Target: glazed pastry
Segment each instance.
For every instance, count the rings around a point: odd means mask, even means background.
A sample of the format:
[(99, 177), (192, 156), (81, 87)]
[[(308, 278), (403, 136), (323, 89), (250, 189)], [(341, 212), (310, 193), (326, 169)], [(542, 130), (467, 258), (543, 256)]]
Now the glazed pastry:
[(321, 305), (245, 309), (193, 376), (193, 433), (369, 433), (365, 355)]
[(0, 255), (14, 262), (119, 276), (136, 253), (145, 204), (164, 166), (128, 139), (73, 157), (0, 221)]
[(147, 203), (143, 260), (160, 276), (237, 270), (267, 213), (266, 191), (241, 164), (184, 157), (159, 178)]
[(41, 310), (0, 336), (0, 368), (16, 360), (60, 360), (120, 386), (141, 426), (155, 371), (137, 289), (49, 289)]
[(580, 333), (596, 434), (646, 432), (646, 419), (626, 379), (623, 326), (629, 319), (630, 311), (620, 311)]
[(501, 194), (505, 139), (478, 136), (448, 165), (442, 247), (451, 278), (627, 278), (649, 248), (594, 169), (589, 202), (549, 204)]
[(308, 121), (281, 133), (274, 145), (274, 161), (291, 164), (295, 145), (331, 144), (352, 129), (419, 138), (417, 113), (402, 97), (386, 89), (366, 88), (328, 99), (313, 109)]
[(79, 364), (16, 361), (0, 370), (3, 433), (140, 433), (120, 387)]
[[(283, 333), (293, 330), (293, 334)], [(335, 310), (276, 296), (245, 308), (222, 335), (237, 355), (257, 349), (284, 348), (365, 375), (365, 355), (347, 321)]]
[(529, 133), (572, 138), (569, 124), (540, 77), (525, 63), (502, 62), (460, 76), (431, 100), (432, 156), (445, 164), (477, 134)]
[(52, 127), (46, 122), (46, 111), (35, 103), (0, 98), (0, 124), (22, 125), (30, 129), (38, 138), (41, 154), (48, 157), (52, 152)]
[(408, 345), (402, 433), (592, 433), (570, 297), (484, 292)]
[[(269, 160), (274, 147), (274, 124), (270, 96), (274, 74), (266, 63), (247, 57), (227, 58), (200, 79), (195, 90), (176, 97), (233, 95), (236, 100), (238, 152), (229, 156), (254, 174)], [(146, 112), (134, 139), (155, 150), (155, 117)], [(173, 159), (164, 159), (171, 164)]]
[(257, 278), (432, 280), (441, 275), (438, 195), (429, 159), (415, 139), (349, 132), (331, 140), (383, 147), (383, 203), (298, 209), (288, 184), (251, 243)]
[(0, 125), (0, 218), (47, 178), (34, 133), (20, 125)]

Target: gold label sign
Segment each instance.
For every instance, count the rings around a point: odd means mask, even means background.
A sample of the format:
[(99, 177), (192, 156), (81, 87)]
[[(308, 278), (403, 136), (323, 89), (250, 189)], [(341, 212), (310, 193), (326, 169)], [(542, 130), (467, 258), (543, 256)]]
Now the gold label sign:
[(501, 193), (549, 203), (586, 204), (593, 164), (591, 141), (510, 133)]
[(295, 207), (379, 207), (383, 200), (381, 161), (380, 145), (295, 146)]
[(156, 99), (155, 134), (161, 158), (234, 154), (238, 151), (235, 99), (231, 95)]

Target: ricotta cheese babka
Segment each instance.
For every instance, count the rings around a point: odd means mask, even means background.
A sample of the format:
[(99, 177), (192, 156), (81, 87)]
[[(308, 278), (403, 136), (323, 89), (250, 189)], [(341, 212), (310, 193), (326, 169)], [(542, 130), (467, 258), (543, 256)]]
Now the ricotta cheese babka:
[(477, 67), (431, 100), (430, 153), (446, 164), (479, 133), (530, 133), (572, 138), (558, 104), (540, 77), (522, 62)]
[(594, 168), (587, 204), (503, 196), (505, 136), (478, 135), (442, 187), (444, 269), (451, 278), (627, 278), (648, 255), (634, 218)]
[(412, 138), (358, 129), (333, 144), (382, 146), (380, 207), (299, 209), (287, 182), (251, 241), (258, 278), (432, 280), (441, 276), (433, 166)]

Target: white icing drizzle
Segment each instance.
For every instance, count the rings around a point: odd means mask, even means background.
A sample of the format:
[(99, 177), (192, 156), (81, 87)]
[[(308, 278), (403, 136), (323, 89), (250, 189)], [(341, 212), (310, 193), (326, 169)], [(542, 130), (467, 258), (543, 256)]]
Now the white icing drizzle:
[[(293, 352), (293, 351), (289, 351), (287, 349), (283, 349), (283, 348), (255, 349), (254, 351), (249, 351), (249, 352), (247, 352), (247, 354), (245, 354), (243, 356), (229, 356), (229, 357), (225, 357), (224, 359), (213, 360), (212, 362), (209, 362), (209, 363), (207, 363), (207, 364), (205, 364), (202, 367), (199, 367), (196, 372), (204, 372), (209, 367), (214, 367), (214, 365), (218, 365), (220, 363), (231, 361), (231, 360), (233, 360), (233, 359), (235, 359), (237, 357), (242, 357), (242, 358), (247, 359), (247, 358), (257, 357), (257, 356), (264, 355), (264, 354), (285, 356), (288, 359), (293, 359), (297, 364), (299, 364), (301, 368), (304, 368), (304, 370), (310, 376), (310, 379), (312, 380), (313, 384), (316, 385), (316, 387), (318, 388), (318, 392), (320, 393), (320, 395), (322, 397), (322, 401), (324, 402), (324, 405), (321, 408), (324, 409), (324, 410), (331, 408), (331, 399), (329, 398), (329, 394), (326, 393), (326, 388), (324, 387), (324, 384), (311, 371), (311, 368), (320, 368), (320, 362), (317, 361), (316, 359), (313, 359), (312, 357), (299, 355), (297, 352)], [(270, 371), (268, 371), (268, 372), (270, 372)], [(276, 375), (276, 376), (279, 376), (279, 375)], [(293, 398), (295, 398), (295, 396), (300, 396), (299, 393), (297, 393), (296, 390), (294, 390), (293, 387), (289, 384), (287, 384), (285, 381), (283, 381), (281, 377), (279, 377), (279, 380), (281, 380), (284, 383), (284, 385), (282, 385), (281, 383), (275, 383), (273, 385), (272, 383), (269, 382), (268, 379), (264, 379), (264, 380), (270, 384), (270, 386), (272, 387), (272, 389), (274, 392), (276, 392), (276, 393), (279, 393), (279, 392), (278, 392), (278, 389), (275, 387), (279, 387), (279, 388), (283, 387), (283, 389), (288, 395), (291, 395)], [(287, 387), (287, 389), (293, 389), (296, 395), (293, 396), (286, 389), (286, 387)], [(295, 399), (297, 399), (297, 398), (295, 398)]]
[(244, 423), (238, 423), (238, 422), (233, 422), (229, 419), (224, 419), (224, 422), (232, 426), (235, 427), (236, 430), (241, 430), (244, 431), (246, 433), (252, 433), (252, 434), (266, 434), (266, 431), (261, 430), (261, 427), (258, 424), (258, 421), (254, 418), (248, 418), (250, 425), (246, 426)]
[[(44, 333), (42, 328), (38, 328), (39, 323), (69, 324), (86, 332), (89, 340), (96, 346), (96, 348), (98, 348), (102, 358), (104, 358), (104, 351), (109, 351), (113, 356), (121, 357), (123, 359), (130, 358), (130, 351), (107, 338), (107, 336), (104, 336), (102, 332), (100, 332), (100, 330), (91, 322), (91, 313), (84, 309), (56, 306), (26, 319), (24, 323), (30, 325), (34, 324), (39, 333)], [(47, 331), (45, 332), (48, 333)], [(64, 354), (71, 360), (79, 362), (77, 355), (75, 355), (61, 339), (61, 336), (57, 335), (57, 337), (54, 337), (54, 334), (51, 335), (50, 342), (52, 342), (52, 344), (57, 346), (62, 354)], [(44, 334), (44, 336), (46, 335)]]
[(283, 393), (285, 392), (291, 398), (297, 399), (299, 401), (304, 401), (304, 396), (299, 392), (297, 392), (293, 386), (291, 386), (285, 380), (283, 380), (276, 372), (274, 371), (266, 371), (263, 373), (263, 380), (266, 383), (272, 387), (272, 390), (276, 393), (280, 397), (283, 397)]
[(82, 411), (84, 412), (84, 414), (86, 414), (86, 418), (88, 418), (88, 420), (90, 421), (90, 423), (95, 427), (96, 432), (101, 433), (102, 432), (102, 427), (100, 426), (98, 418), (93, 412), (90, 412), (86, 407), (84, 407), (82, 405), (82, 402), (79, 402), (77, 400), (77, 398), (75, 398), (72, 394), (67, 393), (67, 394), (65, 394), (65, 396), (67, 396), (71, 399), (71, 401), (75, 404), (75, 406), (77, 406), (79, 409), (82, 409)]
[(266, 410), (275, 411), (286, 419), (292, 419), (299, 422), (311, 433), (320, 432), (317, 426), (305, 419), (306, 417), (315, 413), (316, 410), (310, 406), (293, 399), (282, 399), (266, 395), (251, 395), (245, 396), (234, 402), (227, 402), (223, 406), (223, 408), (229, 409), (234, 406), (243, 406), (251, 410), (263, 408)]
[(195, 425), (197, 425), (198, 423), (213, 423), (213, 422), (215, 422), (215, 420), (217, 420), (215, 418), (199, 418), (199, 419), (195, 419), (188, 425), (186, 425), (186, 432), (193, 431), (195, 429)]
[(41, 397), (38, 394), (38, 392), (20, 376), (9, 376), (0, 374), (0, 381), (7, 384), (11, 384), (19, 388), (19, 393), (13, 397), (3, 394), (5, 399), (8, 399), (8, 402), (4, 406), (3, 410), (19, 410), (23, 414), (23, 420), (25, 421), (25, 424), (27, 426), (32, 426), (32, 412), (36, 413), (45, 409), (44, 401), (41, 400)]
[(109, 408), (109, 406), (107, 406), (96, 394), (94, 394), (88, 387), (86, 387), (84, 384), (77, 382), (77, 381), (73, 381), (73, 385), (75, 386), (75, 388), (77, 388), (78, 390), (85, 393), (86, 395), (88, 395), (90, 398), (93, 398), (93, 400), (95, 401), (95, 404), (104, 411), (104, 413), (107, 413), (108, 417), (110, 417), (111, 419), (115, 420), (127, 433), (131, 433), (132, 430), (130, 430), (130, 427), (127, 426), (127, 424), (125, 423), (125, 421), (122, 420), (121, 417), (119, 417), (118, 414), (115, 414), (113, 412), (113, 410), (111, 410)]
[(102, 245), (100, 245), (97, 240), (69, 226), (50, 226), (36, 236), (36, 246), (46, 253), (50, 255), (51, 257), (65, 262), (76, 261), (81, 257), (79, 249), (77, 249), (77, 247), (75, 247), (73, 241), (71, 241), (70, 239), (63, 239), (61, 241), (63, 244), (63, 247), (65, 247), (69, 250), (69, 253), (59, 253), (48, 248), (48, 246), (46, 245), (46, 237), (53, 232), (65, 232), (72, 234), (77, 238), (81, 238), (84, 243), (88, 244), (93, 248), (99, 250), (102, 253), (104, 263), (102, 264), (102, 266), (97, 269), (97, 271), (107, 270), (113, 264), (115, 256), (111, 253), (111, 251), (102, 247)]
------------------------
STATED GOAL:
Write out the lines starting at the one containing "Target: white icing drizzle" and ending at the one containing "Now the white", substituting "pink icing drizzle" for "white icing drizzle" and leaving everything else unchanged.

EXERCISE RESPONSE:
Target: pink icing drizzle
Segment each instance.
For every instance, count the rings around a point: odd means mask, even means background.
A sample of the format:
[(99, 177), (192, 156), (81, 87)]
[[(308, 278), (403, 136), (323, 89), (250, 189)], [(341, 212), (310, 193), (326, 169)], [(542, 130), (467, 258), (543, 256)]]
Now the pink icing drizzle:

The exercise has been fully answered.